**INSTRUCTIONS TO FOLLOW**
Please count how many lines in the entries below contain "chin" and reply with the figure alone.

**MATERIAL PROVIDED**

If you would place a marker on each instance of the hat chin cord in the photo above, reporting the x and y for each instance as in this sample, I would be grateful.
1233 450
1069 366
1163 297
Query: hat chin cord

**ANSWER FOR THE TASK**
2